**Text segment**
────────

# Extract Roasters today - Barista Day review (raffle win)



## coffeechops (Dec 23, 2013)

Firstly - what a great day! Thoroughly enjoyed it.

Today Yes Row and I took part in the barista training day we won on the forum raffle a little while back. I thought I'd post a review of what went on and how I found it (I'm sure Ollie will give his opinion too).

We arrived at roughly 9:30 at Extract's fairly nondescript industrial unit in a slightly rougher part of town, and then the doors to wonderland were opened by Sam, Ashlee, Tim and Callum and in we trooped. Decor is really quite imaginative inside - psychedelic graffiti in the gents included - but really stylish; a shame to be hidden away.

I think there were ten of us in total (including Hoffmonkey who by coincidence was also there). We were split into two groups, with ours starting with Ashlee the roaster kicking off a roast for us to taste later on (the Wahani), and a chat on roast profiles, bean types, how the roast is done (generally they roast pretty light) and so on. She then showed us around the roastery, which is a proper nerd-fest of roasters (4kg 'James', 30kg 'Betty' and 60KG 'Bertha' - undergoing restoration after being rescued in rusty form from Croatia!), workshop machines, motorbikes, half-rebuilt espresso machines - much pointing and asking 'what does that bit do?' which Ashley was incredibly knowledgeable about answering. Following that, we moved to the training area which is a fairly large space split into an espresso bar - with a La Marzocco Linea 3grp and a San Remo 3grp, more on those later - and a large cupping area. The whole lot has been made from reclaimed oak from church benches, from a greengrocers shack, and so on. Retro and stylish, I loved it.

She then talked us through coffee processing, and we got down to cupping - six single-origin brews if I remember correctly, couple of Columbian, a couple of Indonesian and two others (I can't remember any apart form the Wahani - I will mail to find out I think!). All ground on an EK43; what a beast. Great to smell and taste the differences, really did help to cup all one after the other and differentiate - surprisingly easy to do I thought. The Wahani in particular was stand-out for me, dry processed, really sweet fruity acidity that was very unusual, described as 'quince' and dry cocoa which was spot on. The plain old coffee - a Colombian single origin - was very dull by comparison, but would probably shine if you liked good, rich, malty chocolatey coffee. Finally for the morning session, she described a set of brew recipes for various types of filter brews, the usual V60, Aeropress, Chemex, syphon, french press etc, and we tried a couple. The Wahani in a french press was great, but even better in a V60. Ashley was a great presenter/tutor.

────────

**Data**
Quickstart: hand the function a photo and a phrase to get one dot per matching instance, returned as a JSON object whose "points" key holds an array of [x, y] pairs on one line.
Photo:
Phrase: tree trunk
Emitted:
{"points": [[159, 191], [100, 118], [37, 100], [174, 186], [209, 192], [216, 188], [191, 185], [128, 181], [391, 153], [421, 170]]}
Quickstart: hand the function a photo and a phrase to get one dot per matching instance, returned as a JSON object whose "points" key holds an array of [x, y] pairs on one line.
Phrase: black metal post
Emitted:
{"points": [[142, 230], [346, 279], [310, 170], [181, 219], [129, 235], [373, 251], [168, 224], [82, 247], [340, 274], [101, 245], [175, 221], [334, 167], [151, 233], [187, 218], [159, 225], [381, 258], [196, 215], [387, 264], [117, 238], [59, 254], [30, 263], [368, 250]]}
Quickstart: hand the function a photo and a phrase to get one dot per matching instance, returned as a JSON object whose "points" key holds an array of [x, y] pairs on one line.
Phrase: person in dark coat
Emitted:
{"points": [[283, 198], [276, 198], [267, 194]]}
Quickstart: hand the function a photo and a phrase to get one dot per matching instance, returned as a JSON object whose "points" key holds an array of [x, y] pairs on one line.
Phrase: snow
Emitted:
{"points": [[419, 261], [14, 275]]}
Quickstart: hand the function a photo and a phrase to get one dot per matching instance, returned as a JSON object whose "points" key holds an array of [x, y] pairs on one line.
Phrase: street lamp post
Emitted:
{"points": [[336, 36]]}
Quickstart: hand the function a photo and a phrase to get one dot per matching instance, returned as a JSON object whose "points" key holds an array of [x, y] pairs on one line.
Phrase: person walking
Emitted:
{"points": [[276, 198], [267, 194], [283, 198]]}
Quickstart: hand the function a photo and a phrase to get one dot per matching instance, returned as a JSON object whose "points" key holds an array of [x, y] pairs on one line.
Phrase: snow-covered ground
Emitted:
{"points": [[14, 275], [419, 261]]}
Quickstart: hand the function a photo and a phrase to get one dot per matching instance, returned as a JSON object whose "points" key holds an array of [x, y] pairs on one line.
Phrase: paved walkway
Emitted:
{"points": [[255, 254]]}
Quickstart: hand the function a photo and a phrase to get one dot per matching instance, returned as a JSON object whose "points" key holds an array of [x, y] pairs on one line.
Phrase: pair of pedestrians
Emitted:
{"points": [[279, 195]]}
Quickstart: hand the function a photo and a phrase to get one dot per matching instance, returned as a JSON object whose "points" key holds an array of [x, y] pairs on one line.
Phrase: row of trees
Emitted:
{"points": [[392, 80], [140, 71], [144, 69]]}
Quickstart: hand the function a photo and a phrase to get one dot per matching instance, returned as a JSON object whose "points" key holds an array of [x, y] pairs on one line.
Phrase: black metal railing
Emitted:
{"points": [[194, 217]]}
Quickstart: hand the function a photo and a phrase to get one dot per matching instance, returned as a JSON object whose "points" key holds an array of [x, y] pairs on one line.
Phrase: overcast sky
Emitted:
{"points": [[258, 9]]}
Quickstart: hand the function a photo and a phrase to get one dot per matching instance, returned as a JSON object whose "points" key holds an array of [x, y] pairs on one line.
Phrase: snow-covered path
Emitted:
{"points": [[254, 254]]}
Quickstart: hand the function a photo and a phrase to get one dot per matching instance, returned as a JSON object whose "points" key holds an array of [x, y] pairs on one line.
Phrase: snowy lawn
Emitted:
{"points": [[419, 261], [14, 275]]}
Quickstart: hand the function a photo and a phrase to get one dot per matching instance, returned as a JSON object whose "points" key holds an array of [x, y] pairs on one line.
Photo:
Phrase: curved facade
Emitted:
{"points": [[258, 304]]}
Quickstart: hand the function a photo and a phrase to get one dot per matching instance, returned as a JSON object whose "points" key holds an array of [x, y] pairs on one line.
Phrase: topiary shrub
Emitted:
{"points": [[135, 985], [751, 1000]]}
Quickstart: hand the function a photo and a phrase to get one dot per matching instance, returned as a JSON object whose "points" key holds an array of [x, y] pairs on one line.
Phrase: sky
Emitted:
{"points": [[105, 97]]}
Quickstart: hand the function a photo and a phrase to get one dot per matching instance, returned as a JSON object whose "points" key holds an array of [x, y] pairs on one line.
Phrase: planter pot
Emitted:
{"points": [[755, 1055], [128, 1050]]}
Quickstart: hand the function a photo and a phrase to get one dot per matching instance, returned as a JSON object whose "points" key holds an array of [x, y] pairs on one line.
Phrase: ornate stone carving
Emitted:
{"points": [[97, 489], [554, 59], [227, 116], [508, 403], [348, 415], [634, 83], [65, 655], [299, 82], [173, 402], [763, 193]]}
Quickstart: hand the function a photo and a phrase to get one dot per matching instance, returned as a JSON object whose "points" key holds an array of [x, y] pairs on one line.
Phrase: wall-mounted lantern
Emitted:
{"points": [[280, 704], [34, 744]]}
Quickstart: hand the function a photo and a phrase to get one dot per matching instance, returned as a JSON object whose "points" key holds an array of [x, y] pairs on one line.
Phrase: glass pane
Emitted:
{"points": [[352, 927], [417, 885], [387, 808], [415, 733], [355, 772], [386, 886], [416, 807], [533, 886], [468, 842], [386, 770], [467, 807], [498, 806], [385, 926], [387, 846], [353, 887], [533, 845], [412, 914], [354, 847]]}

────────

**What is asked**
[a] In the barista day review above, rewrite the paragraph beginning "I think there were ten of us in total" as a shorter bulleted list that keeps its main facts.
[b] According to the barista day review above, why does the writer call Extract's interior decor "a shame"? Answer in one to three sentences.

**Answers to the problems**
[a]
- About ten people took part, including Hoffmonkey, who was there by coincidence.
- The group was split in two. The writer's group began with Ashlee the roaster starting a roast of the Wahani to taste later. She then talked about roast profiles, bean types and how the roasting is done (generally pretty light).
- She showed them around the roastery. It held three roasters: the 4kg 'James', the 30kg 'Betty' and the 60kg 'Bertha', which is being restored after being rescued in rusty form from Croatia. It also held workshop machines, motorbikes and half-rebuilt espresso machines, and she answered questions about them knowledgeably.
- The training area is a fairly large space with an espresso bar and a large cupping area. The bar has a La Marzocco Linea 3grp and a San Remo 3grp.
- The area is built from reclaimed oak taken from church benches, a greengrocer's shack and other sources. The writer found it retro and stylish.

[b] The writer finds the decor imaginative and really stylish. It is a shame because it sits hidden away inside a fairly nondescript industrial unit in a slightly rougher part of town.